─── Text under study
What is pandemic flu?
A flu pandemic happens when a new kind of flu virus causes people to get sick all over the world. It can last for many months, affect many different places and be very dangerous. Millions of people around the world might get very sick. Many people could die. In the 1900s there were three flu pandemics, including the Spanish Flu of 1918 which caused over 40 million deaths worldwide (over 500,000 in the U.S.) According to the Centers for Disease Control and Prevention (CDC), during the H1N1 influenza pandemic in 2009 more than 60 million people got sick, more than 274,000 were hospitalized, and more than 12,000 died in the U.S. No one knows for sure when, or where, the next flu pandemic might happen, but everyone should be prepared.
How does a flu pandemic start?
Flu viruses are constantly changing, producing new strains. Influenza pandemics occur when a virus emerges that is so different from previous strains that few, if any, people have any immunity to it. This allows it to spread widely and rapidly, potentially affecting millions of people worldwide. The new virus may be the result of an animal virus, usually from a bird, mixing with a human virus to produce a new strain.
What is the difference between pandemic flu and ordinary flu?
- Occurs every year during the winter
- Affects up to about 10% of the population
- For most people it is an unpleasant, but not life-threatening, infection
- The very young, the very old, and people with certain chronic illnesses are most at risk of serious illness
- Annual vaccination is available
- Antiviral drugs are available to treat those at special risk
- Has occurred four times in the last 100 years
- Can occur at any time of the year
- Is a more serious infection for everyone
- People of every age may be at risk of serious illness
- A vaccine probably won’t be available when the pandemic starts – when it does become available the aim will be to immunize people as rapidly as possible as vaccine supplies become available
- Antiviral drugs are likely to be in limited supply and will have to be used to best effect according to how the disease develops
Vaccine against ordinary flu will not protect against pandemic flu. However, getting your annual flu shot is one of several things you can do to keep yourself healthy, and that may help you fight off the pandemic virus.
How likely is a flu pandemic?
Four pandemics have occurred in the last 100 years, in 1918, 1957, 1968 and 2009. Scientists predict that another pandemic will happen, although they cannot say exactly when.
How likely is it that pandemic flu will spread to the U.S.?
The World Health Organization, CDC, and the Connecticut Department of Public Health are watching for the first signs of an emerging pandemic.
──────
─── Material supplied
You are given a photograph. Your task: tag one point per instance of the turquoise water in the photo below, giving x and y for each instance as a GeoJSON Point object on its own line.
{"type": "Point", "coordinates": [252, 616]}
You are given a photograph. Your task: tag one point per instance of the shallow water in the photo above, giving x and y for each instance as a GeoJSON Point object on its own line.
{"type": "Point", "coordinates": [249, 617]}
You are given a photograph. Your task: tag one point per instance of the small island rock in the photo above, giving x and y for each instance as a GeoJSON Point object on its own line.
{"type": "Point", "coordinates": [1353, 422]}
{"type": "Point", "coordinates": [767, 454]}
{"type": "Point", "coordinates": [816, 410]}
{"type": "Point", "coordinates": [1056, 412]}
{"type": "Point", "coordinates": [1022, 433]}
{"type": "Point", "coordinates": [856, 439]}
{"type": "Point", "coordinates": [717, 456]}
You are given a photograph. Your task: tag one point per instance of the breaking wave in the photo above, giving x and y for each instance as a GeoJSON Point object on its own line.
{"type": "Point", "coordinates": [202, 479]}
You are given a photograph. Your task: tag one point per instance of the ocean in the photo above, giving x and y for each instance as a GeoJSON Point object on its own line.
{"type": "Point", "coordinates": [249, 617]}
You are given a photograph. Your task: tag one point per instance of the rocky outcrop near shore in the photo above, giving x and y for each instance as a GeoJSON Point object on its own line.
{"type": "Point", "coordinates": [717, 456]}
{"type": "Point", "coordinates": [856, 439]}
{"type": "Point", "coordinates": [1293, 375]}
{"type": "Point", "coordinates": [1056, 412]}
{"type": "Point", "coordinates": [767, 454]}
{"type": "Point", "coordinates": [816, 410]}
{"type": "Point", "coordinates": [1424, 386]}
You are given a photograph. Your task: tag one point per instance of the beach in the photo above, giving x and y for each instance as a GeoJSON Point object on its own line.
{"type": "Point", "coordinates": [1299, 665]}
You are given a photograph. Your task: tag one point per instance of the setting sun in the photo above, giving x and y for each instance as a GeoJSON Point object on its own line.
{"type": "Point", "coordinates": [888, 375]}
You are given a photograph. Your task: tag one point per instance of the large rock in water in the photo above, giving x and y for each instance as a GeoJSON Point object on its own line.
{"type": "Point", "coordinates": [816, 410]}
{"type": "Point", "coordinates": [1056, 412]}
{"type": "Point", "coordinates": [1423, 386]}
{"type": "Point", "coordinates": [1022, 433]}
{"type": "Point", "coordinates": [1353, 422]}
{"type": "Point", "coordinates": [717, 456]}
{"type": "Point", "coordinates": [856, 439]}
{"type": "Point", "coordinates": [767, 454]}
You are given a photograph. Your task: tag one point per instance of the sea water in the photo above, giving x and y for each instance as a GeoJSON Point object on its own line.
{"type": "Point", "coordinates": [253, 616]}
──────
Questions on the material>
1. From the text on pandemic flu, reproduce the stretch from "Four pandemics have" through "say exactly when." word for word.
2. In the text on pandemic flu, which four years are given for the pandemics of the last 100 years?
3. Write what comes next in the text on pandemic flu, starting after its final sentence.

Answers>
1.
Four pandemics have occurred in the last 100 years, in 1918, 1957, 1968 and 2009. Scientists predict that another pandemic will happen, although they cannot say exactly when.

2. 1918, 1957, 1968 and 2009.

3.
In 1918, pandemic influenza spread across the country in less than a month. Now, in the era of international air travel, a pandemic will probably spread even faster. As a result:
- Many people will get sick with the flu
- There will be a huge demand for health services
- Many aspects of daily life will be disrupted
- There will be many deaths
Connecticut is working with many different collaborators and partners to prepare for a possible pandemic.
How likely am I to catch pandemic flu?
You are more likely to catch it than ordinary flu because it spreads rapidly and very few people will have any immunity to it. Everyone will be at risk. Some groups of people may be more at risk than others, but every pandemic is different, so until the virus starts spreading it is very difficult to predict who these groups might be. With ordinary flu the groups of people more likely to become seriously ill include:
- The very young
- People over 65 years of age
- People with existing medical conditions such as lung diseases, diabetes, cancer, kidney, or heart problems
- People who have immune system problems because of certain medical treatments, or illnesses like HIV/AIDS
The groups most likely to become ill will probably be different during a pandemic.
How will I know if pandemic flu has reached the U.S.?
The World Health Organization has an international system in place for tracking the emergence of a new pandemic. CDC, the U.S. Department of Health and Human Services (DHHS), and the Connecticut Department of Public Health will also be monitoring the situation.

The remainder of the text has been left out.